To be done →
Rewrite the part of the data below that opens with the line containing "Exercise. Find the" and closes with the last line of the data, keeping both ends and every line in between. Multiply each coordinate in the answers by 1.4 and round to whole numbers, with halves rounded up, leaving all other text unchanged.

Position annotation data:
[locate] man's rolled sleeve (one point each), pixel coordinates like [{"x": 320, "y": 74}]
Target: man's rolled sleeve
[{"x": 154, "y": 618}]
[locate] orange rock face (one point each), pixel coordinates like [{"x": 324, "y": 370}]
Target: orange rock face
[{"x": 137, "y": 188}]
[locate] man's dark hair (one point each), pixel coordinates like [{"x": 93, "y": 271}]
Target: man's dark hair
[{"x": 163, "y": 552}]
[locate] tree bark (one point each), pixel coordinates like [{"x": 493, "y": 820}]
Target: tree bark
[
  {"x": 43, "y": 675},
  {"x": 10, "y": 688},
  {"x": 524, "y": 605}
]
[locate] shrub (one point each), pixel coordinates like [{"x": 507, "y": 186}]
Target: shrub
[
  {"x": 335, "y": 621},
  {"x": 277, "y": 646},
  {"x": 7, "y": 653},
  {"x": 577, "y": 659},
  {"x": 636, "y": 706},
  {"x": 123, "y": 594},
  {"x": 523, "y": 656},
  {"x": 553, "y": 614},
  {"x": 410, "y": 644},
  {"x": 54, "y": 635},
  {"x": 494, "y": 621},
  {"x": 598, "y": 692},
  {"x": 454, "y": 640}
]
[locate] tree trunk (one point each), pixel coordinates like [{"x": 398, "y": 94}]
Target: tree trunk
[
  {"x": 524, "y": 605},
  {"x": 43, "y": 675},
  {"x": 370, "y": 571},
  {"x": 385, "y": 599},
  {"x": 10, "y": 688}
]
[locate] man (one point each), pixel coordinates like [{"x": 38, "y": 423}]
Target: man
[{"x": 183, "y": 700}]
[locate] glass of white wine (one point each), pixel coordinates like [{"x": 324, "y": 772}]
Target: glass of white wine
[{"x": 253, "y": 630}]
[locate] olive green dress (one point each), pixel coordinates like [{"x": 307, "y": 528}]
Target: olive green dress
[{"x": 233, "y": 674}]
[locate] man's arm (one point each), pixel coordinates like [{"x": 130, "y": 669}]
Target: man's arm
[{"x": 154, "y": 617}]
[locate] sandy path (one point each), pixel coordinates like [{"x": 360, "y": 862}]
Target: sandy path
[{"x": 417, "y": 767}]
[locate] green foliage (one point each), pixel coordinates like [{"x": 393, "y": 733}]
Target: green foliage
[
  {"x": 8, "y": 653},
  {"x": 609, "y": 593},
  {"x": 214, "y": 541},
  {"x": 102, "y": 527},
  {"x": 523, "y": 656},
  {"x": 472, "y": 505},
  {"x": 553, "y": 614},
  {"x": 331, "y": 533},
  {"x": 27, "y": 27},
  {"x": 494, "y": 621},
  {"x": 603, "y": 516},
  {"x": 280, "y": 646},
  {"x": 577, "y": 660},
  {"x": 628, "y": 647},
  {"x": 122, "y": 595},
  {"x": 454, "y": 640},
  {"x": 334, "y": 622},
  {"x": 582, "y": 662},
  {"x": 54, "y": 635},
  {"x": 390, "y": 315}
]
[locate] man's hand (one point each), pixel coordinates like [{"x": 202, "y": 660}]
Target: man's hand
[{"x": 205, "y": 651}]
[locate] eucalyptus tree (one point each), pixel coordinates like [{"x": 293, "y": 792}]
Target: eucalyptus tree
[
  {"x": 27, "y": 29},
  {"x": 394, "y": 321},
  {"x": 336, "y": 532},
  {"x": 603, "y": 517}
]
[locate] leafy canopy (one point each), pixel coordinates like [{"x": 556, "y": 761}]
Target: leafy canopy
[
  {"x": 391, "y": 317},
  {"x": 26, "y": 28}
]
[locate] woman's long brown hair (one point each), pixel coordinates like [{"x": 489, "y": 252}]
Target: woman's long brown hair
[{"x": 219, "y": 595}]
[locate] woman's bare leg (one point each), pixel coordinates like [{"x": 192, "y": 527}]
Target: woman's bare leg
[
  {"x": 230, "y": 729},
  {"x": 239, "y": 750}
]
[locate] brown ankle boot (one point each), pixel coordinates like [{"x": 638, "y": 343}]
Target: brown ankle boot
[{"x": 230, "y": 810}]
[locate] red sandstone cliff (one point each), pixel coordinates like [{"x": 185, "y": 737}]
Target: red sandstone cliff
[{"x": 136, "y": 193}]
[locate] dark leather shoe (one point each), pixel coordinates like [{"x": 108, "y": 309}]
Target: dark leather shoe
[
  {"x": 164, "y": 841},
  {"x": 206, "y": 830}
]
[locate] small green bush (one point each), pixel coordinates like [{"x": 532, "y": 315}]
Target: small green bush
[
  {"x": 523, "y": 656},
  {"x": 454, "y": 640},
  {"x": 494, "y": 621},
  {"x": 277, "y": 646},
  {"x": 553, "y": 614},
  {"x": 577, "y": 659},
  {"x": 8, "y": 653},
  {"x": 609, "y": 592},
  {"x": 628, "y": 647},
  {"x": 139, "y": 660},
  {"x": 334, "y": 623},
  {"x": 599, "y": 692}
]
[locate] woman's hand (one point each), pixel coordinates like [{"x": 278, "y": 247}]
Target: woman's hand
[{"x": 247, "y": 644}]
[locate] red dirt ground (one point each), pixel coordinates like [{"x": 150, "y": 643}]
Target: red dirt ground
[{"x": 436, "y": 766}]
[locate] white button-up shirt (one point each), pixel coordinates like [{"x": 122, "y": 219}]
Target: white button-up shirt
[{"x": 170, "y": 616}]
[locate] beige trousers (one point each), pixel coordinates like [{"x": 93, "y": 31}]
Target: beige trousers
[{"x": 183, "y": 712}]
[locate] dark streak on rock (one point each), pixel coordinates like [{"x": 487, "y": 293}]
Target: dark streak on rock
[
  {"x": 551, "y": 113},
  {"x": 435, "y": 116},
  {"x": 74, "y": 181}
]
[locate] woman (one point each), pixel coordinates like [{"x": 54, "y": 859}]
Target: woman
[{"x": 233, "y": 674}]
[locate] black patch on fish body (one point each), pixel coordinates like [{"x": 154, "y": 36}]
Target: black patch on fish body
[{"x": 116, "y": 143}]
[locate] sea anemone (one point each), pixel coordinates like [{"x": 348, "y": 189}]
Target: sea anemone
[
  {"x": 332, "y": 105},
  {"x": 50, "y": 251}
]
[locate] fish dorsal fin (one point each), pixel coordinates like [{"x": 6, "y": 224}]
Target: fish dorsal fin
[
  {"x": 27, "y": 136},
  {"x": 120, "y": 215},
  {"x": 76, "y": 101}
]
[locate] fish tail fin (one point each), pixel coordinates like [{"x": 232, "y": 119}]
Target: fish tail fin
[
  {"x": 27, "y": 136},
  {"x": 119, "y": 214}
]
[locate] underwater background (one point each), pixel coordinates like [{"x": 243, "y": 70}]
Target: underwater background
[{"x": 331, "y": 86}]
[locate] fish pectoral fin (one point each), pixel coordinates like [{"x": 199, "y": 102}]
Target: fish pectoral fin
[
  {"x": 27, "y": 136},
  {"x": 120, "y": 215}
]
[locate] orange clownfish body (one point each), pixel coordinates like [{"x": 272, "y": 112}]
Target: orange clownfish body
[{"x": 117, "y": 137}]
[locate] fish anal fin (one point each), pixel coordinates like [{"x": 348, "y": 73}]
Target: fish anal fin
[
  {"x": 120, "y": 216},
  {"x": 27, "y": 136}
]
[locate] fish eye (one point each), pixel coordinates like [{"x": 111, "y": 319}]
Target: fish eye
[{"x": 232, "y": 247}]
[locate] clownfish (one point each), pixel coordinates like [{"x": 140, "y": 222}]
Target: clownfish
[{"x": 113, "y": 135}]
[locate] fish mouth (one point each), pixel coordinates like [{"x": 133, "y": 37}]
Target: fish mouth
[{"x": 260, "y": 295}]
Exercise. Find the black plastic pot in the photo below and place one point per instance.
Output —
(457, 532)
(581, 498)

Answer to the exercise →
Exercise. Find the black plastic pot in the photo below and place one point per instance.
Output —
(640, 745)
(813, 697)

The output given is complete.